YOUR GOAL —
Take each line below that has "coordinates" and copy it.

DATA RECORDS —

--- --- ---

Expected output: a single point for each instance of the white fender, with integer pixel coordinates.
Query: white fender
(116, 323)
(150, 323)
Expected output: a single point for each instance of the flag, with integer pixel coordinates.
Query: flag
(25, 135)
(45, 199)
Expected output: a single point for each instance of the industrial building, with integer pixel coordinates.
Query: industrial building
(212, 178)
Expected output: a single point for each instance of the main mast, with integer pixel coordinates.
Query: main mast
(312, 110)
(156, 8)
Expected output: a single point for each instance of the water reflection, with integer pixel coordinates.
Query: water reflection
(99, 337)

--- --- ---

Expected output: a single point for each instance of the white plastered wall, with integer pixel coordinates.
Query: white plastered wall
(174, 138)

--- --- ---

RESPONSE TO THE EXERCISE —
Expected output: a single point for each instance of the white fender, with integer pixel coordinates.
Expected output: a single point for each instance of the flag, with integer pixel coordinates.
Expected output: a single point for each instance of the industrial building, with integer pixel coordinates.
Expected output: a single point for each instance of the main mast, with integer pixel coordinates.
Expected output: a single point for each instance of the water reflection, with integer pixel coordinates.
Expected output: a single point for each instance of the white plastered wall, with integer pixel coordinates.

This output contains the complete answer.